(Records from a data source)
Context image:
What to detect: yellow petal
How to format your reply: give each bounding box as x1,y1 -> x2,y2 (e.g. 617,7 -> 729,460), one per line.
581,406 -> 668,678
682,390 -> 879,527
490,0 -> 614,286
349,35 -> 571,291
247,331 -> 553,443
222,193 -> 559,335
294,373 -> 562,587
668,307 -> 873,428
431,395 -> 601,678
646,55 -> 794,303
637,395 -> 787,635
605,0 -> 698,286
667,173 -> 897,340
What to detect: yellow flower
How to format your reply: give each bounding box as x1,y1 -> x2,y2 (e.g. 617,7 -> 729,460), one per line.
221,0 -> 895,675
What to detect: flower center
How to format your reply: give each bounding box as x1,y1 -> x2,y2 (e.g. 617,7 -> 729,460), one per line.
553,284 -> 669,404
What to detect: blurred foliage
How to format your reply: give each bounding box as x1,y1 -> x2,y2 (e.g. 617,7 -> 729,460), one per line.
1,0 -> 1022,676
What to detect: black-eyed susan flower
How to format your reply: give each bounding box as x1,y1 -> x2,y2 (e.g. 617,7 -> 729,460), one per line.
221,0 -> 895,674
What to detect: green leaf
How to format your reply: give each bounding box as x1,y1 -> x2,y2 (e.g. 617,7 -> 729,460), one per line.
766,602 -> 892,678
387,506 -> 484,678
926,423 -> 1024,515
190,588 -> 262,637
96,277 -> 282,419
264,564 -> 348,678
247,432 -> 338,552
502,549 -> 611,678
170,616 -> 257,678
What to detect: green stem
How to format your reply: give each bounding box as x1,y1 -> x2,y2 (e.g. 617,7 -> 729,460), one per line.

### [Work request]
The required reply is the count of lines in the entries above where the string "detect" appears, and nothing more.

### [Output of the exercise]
7